**Aim of the exercise:** Pictures appear in the records below; write out everything else exactly.

Image location labeling entries:

☆ ☆ ☆ ☆

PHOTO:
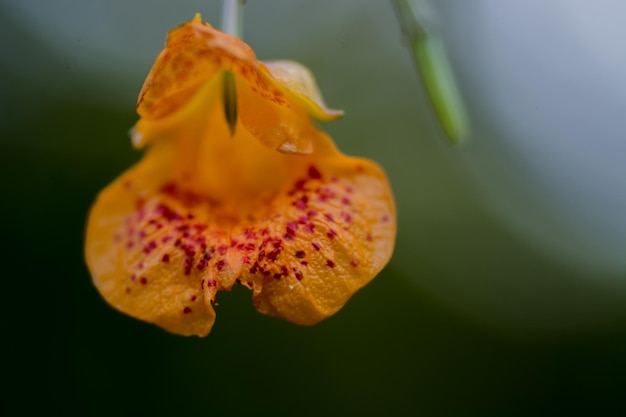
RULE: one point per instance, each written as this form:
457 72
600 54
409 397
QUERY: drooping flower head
237 186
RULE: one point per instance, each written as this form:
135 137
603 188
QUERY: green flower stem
434 69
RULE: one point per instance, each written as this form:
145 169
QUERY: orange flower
237 186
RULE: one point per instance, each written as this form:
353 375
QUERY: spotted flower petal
262 199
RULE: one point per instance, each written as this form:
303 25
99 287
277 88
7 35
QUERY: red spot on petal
149 247
314 173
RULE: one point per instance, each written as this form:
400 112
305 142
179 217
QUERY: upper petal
276 101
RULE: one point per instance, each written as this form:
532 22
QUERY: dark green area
393 350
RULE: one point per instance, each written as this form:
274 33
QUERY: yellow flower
237 186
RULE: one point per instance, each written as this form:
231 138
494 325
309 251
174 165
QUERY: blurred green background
500 300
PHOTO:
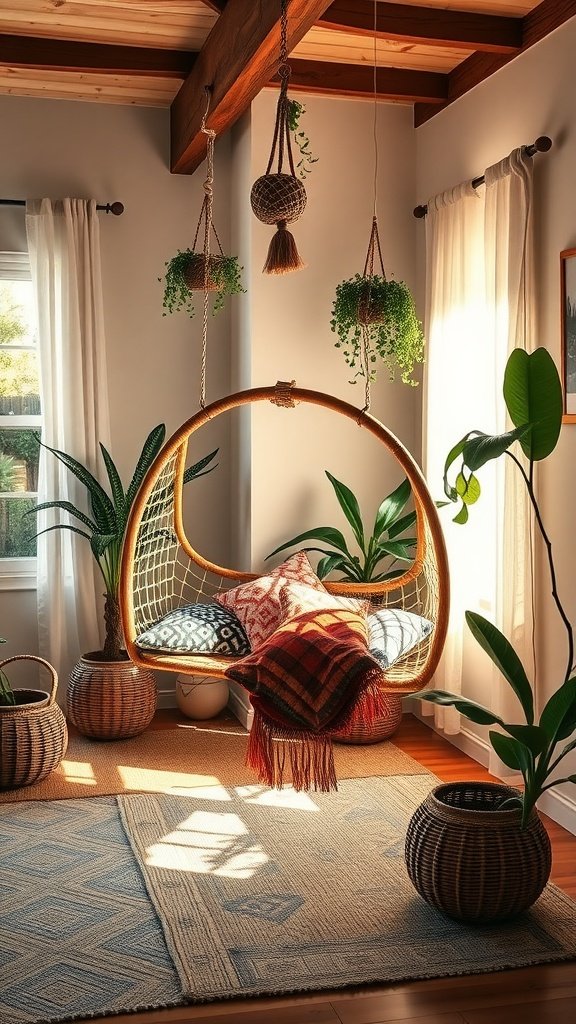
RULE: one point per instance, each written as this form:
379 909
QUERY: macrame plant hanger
279 198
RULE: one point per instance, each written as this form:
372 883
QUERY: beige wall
290 317
532 96
57 148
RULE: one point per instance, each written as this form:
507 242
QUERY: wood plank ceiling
428 52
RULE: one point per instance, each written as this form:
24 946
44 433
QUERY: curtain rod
542 144
115 208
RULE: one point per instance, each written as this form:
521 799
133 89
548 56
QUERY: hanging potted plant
480 851
109 696
375 318
33 731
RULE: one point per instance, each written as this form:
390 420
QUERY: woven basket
472 861
382 728
110 699
278 198
194 273
33 732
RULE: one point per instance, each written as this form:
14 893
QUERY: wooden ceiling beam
428 26
63 54
539 23
357 80
239 57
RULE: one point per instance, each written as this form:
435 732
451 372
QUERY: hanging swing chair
162 570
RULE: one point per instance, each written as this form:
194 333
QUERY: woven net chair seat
161 569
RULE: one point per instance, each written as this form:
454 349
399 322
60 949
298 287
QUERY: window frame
18 573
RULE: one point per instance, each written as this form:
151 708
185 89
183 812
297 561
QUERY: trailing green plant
295 112
105 525
7 697
380 312
224 273
533 396
387 541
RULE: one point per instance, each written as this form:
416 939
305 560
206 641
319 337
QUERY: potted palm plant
33 731
108 695
489 829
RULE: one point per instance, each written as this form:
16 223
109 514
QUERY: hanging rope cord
206 213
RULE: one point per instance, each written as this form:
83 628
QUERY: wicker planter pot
471 861
382 728
33 733
110 699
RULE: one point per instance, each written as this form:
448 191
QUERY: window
19 423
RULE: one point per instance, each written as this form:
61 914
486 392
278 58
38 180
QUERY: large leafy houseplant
532 748
386 544
186 273
105 523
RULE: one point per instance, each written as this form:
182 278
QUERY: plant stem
563 615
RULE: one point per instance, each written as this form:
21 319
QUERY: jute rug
184 756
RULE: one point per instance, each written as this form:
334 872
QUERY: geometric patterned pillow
257 603
202 629
393 633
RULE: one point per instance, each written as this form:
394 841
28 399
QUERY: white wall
290 317
533 95
56 148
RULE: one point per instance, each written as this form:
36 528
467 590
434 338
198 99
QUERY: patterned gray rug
111 905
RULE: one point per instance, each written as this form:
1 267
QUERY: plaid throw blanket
309 682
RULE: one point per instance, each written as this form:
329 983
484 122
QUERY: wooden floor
543 994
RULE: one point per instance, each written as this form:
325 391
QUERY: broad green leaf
468 489
350 507
558 716
65 507
150 450
532 736
533 395
406 522
486 448
326 535
387 514
462 516
504 657
512 753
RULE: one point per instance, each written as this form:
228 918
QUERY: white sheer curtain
479 307
64 246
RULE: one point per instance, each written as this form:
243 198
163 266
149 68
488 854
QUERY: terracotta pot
472 861
110 699
33 732
201 698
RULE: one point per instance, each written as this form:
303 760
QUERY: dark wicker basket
472 861
33 732
384 726
278 198
110 699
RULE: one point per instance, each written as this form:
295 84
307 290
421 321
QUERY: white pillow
393 633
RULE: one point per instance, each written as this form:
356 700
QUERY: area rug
261 892
78 934
183 756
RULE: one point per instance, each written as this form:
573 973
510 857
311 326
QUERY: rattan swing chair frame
161 570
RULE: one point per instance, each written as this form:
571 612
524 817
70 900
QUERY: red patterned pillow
257 603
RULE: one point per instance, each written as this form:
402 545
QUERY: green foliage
295 111
533 397
384 311
387 542
105 524
6 692
224 271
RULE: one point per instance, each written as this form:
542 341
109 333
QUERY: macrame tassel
283 255
309 755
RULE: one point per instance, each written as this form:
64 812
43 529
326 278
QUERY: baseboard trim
557 805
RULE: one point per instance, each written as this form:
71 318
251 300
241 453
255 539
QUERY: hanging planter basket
375 318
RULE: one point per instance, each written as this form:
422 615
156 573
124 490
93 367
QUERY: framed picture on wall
568 315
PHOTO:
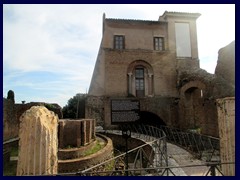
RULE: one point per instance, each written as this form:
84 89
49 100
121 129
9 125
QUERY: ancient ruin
226 123
38 144
157 63
153 64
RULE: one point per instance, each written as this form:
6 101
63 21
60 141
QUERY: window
118 42
139 80
158 43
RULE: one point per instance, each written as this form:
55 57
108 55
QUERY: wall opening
151 119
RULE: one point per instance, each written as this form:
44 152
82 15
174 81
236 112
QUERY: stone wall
226 124
76 133
226 63
38 145
81 163
10 121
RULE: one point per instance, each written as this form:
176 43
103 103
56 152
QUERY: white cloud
64 40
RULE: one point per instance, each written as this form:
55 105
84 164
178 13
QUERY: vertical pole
126 157
213 173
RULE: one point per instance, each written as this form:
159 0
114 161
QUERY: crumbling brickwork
38 144
226 124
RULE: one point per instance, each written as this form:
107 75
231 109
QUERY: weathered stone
38 143
76 133
226 63
226 123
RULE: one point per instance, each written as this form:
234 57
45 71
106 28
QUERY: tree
11 95
75 108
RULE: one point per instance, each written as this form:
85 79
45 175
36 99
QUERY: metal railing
206 148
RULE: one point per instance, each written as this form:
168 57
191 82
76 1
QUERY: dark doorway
151 119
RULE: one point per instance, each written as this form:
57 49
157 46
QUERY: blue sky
49 51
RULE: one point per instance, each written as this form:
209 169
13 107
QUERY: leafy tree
75 108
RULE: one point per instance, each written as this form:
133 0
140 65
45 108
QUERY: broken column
226 124
38 144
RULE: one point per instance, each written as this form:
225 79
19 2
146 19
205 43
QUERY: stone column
150 85
129 83
226 124
38 144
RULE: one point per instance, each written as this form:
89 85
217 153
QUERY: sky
49 51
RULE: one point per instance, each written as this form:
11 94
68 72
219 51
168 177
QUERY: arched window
140 79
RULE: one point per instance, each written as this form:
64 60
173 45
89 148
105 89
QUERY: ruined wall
10 121
76 133
38 145
163 75
226 124
226 63
94 109
21 108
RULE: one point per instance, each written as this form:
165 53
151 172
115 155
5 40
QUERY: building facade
146 60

☆ ☆ ☆ ☆

**Solution for this exercise:**
PHOTO:
RULE: one point per instance, each written as this form:
457 72
600 54
409 397
QUERY: drooping flower head
237 186
RULE: one point per instance, each written as this form:
135 137
603 188
QUERY: green flower stem
434 69
RULE: one point per instance, each written as this form:
145 169
QUERY: orange flower
237 186
RULE: one point per instance, each written as this form:
353 375
QUERY: spotted flower petal
262 199
RULE: one point per instance, each written as this form:
303 25
99 287
277 88
7 35
QUERY: red spot on petal
149 247
314 173
RULE: one point per instance, each written as this form:
400 112
305 142
179 217
QUERY: upper petal
276 101
RULE: one point per instance, each written as this form:
532 22
QUERY: dark green area
393 350
RULE: one point per instance, each written as this form:
274 33
QUERY: yellow flower
237 186
RULE: one point per instance, each written as this form:
231 138
494 325
309 251
174 165
QUERY: blurred green background
500 300
PHOTO:
RULE: one point per instance, each written as this form:
379 909
QUERY: macrame plant hanger
279 198
RULE: one point per instance, each written as this form:
372 883
QUERY: beige wall
290 317
532 96
57 148
RULE: one point per instance, each written as this form:
507 242
QUERY: wood plank ceiling
428 52
RULE: one point per instance, each written as this form:
24 946
44 433
QUERY: curtain rod
542 144
115 208
RULE: one point per instance, each written as this form:
521 799
133 89
548 56
QUERY: hanging potted plant
480 851
109 696
375 318
33 731
RULE: one point per instance, each written as this form:
390 420
QUERY: woven basket
472 861
382 728
110 699
278 198
194 273
33 732
RULE: one point per instance, each written as this form:
14 893
QUERY: wooden ceiling beam
428 26
63 54
539 23
357 80
239 57
RULE: one point per instance, each written as this form:
435 732
451 372
QUERY: hanging swing chair
162 570
RULE: one point per instance, each written as this form:
194 333
QUERY: woven net chair seat
161 569
RULE: one point per instance, each written as this form:
454 349
399 322
60 949
298 287
QUERY: window frame
18 573
RULE: one point per instance, each written as this form:
151 708
185 89
183 812
297 561
QUERY: trailing green plant
295 112
105 525
7 697
380 312
224 273
533 396
387 541
RULE: one point per instance, each written as this form:
416 939
305 560
206 641
319 337
QUERY: potted palm plant
33 731
108 695
489 829
RULE: one point per instance, each written as this form:
16 223
109 514
QUERY: hanging rope cord
206 213
RULE: one point per instance, each written as this form:
83 628
QUERY: wicker planter pot
471 861
382 728
33 733
110 699
RULE: one point per instance, each written as this form:
448 191
QUERY: window
19 423
RULE: one point per instance, each written as this form:
61 914
486 392
278 58
38 180
QUERY: large leafy houseplant
532 748
386 544
186 273
105 523
RULE: one point per instance, each written as this form:
182 278
QUERY: plant stem
563 615
RULE: one point per instance, each written as this form:
21 319
QUERY: jute rug
184 756
RULE: one point per instance, each written as this form:
334 872
QUERY: geometric patterned pillow
257 603
202 629
393 633
RULE: one point per instance, each written as this form:
394 841
28 399
QUERY: white wall
290 317
533 95
56 148
RULE: one point per instance, each written as this form:
36 528
467 590
434 338
198 99
QUERY: patterned gray rug
111 905
RULE: one point per instance, each written as this form:
1 267
QUERY: plaid throw blanket
309 682
RULE: one point per instance, each written as this form:
329 983
484 122
QUERY: wooden floor
543 994
RULE: one point per instance, each written as this form:
325 391
QUERY: broad green leaf
468 489
350 507
558 716
65 507
150 450
532 736
533 395
406 522
486 448
326 535
387 514
462 516
504 657
512 753
RULE: one point per instance, each written as this form:
228 918
QUERY: white sheer curtain
479 307
64 246
RULE: one point per instance, each written as this form:
243 198
163 266
149 68
488 854
QUERY: terracotta pot
472 861
110 699
33 732
201 698
RULE: one point per instance, each written as this form:
303 760
QUERY: dark wicker basket
472 861
33 732
384 726
278 198
110 699
RULE: one point per instance, each written as this form:
295 84
307 290
421 321
QUERY: white pillow
393 633
RULE: one point per instance, each written as this form:
356 700
QUERY: area rug
261 892
78 934
183 756
RULE: one point per instance, each written as this form:
573 973
510 857
311 326
QUERY: rattan swing chair frame
161 570
RULE: one point per instance, each written as this form:
571 612
524 817
70 900
QUERY: red patterned pillow
257 603
RULE: one point per instance, each written as this form:
402 545
QUERY: green foliage
295 111
533 397
384 311
387 542
105 524
6 692
224 271
RULE: one point per instance, each written as this form:
542 341
109 333
QUERY: macrame tassel
283 255
309 755
RULE: one point per instance, each written as this form:
64 812
43 529
326 278
QUERY: baseboard trim
557 805
RULE: one point per instance, each written as this form:
71 318
251 300
241 453
255 539
QUERY: hanging planter basket
375 318
RULE: one point per instance, each written as this form:
422 615
156 573
124 490
93 367
QUERY: framed picture on wall
568 315
PHOTO:
RULE: one point per instance, each written as this form:
84 89
49 100
121 129
9 125
QUERY: ancient ruin
226 123
38 144
157 63
153 64
RULE: one point per instance, each written as this form:
6 101
63 21
60 141
QUERY: window
118 42
139 80
158 43
RULE: one point per instance, each written as this form:
55 57
108 55
QUERY: wall opening
151 119
RULE: one point per instance, each written as this form:
44 152
82 15
174 81
236 112
QUERY: stone wall
226 124
76 133
226 63
38 145
81 163
10 121
RULE: one point per instance, each written as this form:
176 43
103 103
56 152
QUERY: white cloud
64 40
RULE: one point per instance, each written as this form:
55 105
84 164
178 13
QUERY: vertical pole
126 157
213 173
RULE: one point per instance, each written as this form:
159 0
114 161
QUERY: crumbling brickwork
38 144
226 124
RULE: one point per instance, each written as this form:
107 75
231 109
QUERY: weathered stone
38 143
76 133
226 63
226 123
RULE: one point per instance, each written as this form:
234 57
45 71
106 28
QUERY: tree
11 95
75 108
RULE: one point per instance, each written as this form:
85 79
45 175
36 99
QUERY: metal railing
206 148
RULE: one point per instance, each written as this form:
168 57
191 82
76 1
QUERY: dark doorway
151 119
RULE: one point per instance, each written as this form:
57 49
157 46
QUERY: blue sky
49 51
RULE: one point per instance, each written as this form:
209 169
13 107
QUERY: leafy tree
75 108
RULE: one point per instance, each written as this form:
133 0
140 65
45 108
QUERY: broken column
226 124
38 144
RULE: one point per instance, each written as this form:
225 79
19 2
146 19
205 43
QUERY: stone column
150 85
129 83
226 124
38 144
RULE: one point per instance, each written as this form:
89 85
217 153
QUERY: sky
49 51
RULE: one point per instance, each written as this form:
11 94
68 72
219 51
168 177
QUERY: arched window
140 79
RULE: one point per instance, each written as this form:
64 60
173 45
89 148
105 89
QUERY: ruined wall
10 121
76 133
38 145
163 75
226 124
226 63
94 109
21 108
RULE: one point per instance, each written as this form:
165 53
151 172
115 155
5 40
QUERY: building facade
146 60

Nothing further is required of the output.